• **What you are asked to do**: Format every record below as a two-column CSV with the headers text and answer, one row per record. Put each value in a single quoted field and replace its line breaks with spaces.

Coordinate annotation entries
********************

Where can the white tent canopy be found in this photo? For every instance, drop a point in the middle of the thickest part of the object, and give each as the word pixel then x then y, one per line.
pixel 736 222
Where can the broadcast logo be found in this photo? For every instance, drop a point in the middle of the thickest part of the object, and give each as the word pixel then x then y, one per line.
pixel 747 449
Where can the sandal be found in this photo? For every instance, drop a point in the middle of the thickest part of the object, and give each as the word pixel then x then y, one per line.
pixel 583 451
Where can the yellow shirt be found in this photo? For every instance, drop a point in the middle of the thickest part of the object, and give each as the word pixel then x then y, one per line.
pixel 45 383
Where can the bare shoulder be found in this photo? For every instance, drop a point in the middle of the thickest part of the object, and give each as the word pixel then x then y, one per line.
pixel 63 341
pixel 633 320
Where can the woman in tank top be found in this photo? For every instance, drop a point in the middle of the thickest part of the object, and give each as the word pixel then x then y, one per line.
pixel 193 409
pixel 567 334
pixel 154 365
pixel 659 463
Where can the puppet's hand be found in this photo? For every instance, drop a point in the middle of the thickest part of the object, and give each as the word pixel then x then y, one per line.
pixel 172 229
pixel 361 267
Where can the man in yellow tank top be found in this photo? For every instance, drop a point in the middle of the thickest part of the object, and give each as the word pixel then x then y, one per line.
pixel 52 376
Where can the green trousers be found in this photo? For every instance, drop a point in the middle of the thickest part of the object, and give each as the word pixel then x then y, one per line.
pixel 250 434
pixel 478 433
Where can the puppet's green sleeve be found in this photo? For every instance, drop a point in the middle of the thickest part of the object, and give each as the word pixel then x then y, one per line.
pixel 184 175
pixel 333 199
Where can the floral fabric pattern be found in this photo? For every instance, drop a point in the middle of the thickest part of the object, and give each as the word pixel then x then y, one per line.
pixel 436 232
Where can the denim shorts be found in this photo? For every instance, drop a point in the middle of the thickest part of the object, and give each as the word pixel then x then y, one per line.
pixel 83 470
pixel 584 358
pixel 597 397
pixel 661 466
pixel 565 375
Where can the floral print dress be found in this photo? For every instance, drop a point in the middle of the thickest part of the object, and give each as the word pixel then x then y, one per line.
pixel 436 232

********************

• **Output below**:
text,answer
"Where can the white tent canopy be found in this photo? For every instance, drop a point in the middle of the thickest part of the object, and give each as the word pixel then x then y, one per line.","pixel 736 222"
"Where can the broadcast logo be found in this photo? For every instance, drop a point in the middle of the thickest part of the object, and give each as the word pixel then x then y, one per line.","pixel 747 449"
"Where can the sandal be found in this photo? For every instance, drop a point in the middle of the thickest part of the object, and give each as the word pixel then x then y, one per line.","pixel 583 451"
"Where can the yellow shirt be found in this photo? For every instance, drop a point in the middle of the thickest part of the object, and give each as the word pixel then x then y, one per line.","pixel 45 383"
"Where can the bare shoulder be found in this photo? For every instance, drop a point in the middle of the thickest part of the object, and give each as the word pixel then x then y, one per line.","pixel 63 341 pixel 633 320"
"Where can the woman in tank top be found in this photo? For every instance, drop a point in the middle of the thickest part of the object, and give each as the word pixel then x then y, one per line.","pixel 193 409 pixel 567 334 pixel 154 365 pixel 659 463"
"Where can the puppet's hand be found in this photo? For every instance, drop a point in the middle of the thickest part of the object, and give each as the word pixel then x then y, one per line.","pixel 172 229 pixel 361 267"
"Where can the man in yellow tank top be found in this photo? For every instance, drop a point in the middle of the thickest part of the object, and give each as the word pixel then x then y, one per line.","pixel 52 376"
"Where can the green trousers be found in this photo? For every instance, drop a point in the middle of the thickest part of the object, and give each as the word pixel then x then y, one per line.","pixel 250 434 pixel 478 433"
"Where can the puppet's green sleeve be found in this photo? For every instance, drop a point in the middle of the thickest part of the object, and give each as the word pixel then x then y, one per line.","pixel 184 175 pixel 333 199"
"Where can the floral fabric pattern be found in this photo? For every instance, drop a point in the middle of the thickest part of the object, and give each as the word pixel then x then y, one per line.","pixel 436 232"
"Where can the denim shorts be found in this photo? For every instance, drop a point in the middle of the thickest part of the object, and give each as the word pixel then x then y, one per line.","pixel 83 470 pixel 584 358 pixel 597 397 pixel 661 466 pixel 565 375"
"Where can the floral print dress be found in this photo? For every instance, drop a point in the middle of the thickest part of the object, and give each as the word pixel then x then y, one per line.","pixel 436 232"